_EXERCISE INSTRUCTIONS_
Echo the rows word for word, covering only the stretch from the start of the rows through the line that contains "x=130 y=221".

Point placement rows:
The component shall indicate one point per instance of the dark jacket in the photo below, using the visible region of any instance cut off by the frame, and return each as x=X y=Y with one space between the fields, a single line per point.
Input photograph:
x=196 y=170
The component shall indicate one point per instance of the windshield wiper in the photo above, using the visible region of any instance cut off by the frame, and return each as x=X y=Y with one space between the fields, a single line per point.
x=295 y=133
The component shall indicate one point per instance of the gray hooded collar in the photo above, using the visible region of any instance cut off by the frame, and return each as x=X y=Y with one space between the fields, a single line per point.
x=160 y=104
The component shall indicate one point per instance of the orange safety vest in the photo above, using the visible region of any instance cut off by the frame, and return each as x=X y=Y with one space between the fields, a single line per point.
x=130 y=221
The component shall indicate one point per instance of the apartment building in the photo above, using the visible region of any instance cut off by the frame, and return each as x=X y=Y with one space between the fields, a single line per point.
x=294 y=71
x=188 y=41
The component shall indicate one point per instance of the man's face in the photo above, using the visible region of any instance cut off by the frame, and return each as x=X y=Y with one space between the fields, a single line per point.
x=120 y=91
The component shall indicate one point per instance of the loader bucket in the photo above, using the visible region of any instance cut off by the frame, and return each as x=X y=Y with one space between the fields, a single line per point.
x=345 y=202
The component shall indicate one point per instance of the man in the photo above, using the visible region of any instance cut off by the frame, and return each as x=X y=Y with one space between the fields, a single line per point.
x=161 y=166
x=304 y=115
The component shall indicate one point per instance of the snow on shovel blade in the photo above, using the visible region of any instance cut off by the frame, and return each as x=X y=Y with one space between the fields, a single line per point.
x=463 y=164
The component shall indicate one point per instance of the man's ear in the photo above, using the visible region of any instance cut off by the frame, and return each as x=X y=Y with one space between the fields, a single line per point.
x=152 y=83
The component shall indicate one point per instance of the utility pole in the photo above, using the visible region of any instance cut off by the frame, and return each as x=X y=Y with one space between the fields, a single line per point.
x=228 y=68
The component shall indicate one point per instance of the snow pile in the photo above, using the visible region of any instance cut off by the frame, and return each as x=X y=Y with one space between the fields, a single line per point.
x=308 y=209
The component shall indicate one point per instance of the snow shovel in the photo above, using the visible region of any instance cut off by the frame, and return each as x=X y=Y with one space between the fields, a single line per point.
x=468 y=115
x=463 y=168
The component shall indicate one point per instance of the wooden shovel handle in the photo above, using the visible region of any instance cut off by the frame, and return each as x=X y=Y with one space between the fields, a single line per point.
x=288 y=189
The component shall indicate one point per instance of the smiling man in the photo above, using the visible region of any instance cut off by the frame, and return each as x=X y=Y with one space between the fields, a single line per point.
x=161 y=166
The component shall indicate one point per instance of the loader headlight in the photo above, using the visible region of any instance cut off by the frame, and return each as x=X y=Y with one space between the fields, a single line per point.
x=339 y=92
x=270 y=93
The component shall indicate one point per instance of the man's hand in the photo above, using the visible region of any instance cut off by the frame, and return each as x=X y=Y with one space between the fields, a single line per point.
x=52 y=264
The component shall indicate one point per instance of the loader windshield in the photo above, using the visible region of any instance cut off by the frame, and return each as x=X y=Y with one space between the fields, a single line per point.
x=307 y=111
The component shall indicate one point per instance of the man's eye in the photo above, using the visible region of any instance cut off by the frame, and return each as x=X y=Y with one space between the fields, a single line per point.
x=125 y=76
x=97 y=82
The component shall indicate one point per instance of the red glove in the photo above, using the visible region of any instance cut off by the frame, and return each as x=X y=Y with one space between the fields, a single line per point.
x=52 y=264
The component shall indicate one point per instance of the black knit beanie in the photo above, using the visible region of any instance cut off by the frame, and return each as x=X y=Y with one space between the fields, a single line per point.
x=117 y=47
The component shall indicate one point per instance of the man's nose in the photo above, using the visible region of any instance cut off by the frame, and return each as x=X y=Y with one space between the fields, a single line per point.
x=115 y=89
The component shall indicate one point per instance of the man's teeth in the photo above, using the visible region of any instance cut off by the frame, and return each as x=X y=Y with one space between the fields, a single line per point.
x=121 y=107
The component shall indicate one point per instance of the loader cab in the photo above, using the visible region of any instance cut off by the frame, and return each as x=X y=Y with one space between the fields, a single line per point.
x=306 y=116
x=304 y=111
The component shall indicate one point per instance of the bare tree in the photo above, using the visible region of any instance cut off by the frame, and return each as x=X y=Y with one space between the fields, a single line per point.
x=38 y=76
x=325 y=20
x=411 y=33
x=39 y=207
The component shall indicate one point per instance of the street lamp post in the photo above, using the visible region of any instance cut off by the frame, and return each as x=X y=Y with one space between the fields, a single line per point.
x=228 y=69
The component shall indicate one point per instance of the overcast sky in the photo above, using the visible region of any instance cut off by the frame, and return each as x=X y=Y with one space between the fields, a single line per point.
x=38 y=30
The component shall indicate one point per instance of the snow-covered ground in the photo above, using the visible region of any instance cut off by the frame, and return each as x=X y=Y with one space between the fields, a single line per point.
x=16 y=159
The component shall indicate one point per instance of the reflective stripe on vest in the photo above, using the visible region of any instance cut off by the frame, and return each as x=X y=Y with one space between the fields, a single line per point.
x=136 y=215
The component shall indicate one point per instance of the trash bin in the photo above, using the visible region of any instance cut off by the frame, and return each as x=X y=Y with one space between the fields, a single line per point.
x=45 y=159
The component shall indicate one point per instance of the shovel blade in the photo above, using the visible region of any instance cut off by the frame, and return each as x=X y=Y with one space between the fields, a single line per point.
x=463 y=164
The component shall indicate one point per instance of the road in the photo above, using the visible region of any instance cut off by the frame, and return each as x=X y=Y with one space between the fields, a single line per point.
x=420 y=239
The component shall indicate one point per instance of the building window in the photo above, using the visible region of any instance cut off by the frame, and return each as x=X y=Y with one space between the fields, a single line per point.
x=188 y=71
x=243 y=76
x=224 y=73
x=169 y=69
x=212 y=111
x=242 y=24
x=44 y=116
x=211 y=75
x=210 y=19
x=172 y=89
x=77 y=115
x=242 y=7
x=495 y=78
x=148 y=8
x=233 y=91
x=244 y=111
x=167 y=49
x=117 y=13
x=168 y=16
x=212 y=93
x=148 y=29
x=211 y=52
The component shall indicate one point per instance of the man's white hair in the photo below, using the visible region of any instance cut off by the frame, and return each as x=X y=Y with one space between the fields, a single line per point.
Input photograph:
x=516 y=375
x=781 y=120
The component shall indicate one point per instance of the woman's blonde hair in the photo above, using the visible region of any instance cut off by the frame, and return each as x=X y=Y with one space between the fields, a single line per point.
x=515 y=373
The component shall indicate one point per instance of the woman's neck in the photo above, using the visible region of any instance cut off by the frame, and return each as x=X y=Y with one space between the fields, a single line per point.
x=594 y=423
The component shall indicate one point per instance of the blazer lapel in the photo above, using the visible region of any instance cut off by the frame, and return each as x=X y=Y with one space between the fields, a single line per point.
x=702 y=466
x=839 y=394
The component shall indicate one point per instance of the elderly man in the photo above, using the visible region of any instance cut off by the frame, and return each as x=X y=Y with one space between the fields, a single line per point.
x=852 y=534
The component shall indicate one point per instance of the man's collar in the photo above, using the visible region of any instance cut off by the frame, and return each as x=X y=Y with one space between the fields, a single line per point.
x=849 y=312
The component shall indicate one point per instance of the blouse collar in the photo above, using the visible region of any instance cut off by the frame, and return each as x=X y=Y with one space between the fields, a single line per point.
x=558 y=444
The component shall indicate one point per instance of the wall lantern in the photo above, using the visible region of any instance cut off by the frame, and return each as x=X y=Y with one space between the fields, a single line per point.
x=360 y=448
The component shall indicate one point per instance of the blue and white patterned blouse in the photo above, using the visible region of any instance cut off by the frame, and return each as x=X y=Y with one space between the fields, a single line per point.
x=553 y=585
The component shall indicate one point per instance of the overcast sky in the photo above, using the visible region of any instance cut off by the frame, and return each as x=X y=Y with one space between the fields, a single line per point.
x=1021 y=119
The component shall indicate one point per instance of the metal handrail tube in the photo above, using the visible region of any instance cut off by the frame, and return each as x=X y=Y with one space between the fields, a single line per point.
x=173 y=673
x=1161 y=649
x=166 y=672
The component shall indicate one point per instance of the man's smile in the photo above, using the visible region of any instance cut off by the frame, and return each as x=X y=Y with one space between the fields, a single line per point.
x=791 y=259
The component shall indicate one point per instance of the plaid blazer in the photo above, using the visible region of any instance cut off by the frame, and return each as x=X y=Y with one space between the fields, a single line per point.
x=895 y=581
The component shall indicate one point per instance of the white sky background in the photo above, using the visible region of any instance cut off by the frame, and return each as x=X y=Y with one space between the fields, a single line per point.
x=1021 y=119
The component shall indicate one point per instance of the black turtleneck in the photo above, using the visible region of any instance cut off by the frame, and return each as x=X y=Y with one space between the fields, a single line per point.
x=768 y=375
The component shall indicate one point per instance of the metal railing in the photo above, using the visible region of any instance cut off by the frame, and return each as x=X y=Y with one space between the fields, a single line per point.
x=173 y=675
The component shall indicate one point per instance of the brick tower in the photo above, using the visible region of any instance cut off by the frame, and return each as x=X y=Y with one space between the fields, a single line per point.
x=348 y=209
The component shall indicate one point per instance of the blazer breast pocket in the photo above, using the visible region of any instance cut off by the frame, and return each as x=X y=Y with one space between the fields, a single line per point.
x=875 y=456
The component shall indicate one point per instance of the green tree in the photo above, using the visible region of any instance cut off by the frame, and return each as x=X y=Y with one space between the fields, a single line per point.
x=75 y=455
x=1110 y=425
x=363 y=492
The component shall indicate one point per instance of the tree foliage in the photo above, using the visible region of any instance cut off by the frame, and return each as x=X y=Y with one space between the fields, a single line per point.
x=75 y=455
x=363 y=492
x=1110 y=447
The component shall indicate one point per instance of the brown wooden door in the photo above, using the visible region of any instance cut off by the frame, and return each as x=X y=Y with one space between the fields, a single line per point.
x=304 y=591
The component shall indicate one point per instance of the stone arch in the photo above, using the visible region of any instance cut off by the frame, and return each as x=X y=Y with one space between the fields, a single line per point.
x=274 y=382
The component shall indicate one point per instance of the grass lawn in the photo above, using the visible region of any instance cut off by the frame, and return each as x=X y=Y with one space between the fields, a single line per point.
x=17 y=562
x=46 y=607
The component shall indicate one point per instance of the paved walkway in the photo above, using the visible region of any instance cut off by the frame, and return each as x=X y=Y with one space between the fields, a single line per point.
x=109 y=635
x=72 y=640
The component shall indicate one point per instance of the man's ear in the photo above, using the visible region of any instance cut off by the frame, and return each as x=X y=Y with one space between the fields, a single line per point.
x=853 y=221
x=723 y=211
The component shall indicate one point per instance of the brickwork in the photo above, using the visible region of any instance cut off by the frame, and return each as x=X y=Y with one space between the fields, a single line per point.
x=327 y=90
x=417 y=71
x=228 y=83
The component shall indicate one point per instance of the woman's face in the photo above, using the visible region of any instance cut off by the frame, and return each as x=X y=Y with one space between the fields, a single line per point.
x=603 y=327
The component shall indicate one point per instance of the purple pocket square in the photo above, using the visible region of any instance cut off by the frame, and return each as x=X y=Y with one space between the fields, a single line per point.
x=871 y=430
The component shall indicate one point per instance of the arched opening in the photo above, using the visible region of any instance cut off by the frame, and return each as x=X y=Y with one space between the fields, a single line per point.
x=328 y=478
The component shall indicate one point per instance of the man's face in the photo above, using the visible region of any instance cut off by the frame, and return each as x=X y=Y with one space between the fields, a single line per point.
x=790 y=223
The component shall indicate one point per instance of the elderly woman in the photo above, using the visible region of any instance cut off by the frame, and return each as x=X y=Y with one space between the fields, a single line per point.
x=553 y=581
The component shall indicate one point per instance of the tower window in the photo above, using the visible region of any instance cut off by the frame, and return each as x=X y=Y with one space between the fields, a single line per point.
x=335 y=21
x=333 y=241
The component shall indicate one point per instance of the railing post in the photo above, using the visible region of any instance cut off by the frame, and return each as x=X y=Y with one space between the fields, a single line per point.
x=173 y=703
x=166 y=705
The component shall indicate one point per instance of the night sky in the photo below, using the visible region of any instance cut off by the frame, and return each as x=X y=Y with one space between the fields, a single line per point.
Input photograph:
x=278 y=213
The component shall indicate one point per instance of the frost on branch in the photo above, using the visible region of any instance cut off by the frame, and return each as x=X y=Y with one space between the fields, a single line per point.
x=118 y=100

_SOLUTION BELOW_
The component shall indicate one point per instance of the dark jacket in the photo below, using the visible region of any instance cut off by the frame, and return each as x=X y=Y with one space between the fields, a single line per point.
Input photograph:
x=196 y=170
The component shall indicate one point per instance of the windshield wiper in the photo above, using the visible region of any instance cut off by the frame, and return each as x=X y=Y with one space between the fields, a single line per point.
x=295 y=133
The component shall indicate one point per instance of the gray hooded collar in the photo above, using the visible region of any instance cut off by the frame, and return each as x=X y=Y with one space between the fields, a single line per point.
x=160 y=104
The component shall indicate one point per instance of the orange safety vest in the photo above, using the visible region of any instance cut off by the frame, and return each as x=X y=Y with one space between the fields, a single line per point.
x=130 y=221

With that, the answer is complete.